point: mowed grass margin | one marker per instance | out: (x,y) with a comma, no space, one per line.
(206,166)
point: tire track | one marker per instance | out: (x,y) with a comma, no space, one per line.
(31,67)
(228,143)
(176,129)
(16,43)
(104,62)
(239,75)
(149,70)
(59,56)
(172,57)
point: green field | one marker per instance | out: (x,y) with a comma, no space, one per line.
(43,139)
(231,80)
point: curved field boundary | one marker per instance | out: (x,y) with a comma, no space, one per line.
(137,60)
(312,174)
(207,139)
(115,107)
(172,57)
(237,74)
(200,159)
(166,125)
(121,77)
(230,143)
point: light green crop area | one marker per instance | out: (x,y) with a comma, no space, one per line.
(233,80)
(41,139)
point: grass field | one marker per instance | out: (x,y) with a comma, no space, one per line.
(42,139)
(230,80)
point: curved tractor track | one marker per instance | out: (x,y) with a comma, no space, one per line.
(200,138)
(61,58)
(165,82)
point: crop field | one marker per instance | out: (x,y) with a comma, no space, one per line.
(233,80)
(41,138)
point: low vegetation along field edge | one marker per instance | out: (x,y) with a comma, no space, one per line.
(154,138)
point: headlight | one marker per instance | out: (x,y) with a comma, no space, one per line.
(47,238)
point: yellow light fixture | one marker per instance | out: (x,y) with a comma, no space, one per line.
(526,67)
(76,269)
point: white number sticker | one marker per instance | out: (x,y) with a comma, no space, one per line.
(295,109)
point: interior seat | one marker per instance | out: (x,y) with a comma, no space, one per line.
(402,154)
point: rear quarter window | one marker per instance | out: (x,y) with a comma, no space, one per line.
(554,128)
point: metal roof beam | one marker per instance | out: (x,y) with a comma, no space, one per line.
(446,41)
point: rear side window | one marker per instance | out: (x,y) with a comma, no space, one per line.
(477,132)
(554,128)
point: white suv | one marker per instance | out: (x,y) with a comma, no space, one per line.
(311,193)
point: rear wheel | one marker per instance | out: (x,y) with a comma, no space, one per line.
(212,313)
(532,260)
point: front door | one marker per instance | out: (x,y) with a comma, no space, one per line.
# # # # # # #
### Required task
Reproduce, character for character, the part of the data that begins with the line containing "point: interior seat" and runs through the final line of the data, including both of those lines.

### Finished answer
point: interior seat | one marker per instance | out: (x,y) with a comma, no space, one per line.
(402,154)
point: rear quarter window | one marker per instance | out: (x,y) with a comma, no space, one per line.
(554,128)
point: metal roof beam | one marker per instance | out: (x,y) with a comma, no space, one per line.
(446,41)
point: rear side window | one marker per instance | out: (x,y) with a comma, no space, one per line.
(477,132)
(554,128)
point: white suv | one marker per instance | out: (x,y) with a comma, no space, one per line.
(311,193)
point: rear wheel | one marker per instance | out: (x,y) with a comma, no space, one per line.
(212,313)
(532,260)
point: front door | one marker per instance | out: (x,y) with a comma, no space, one per line.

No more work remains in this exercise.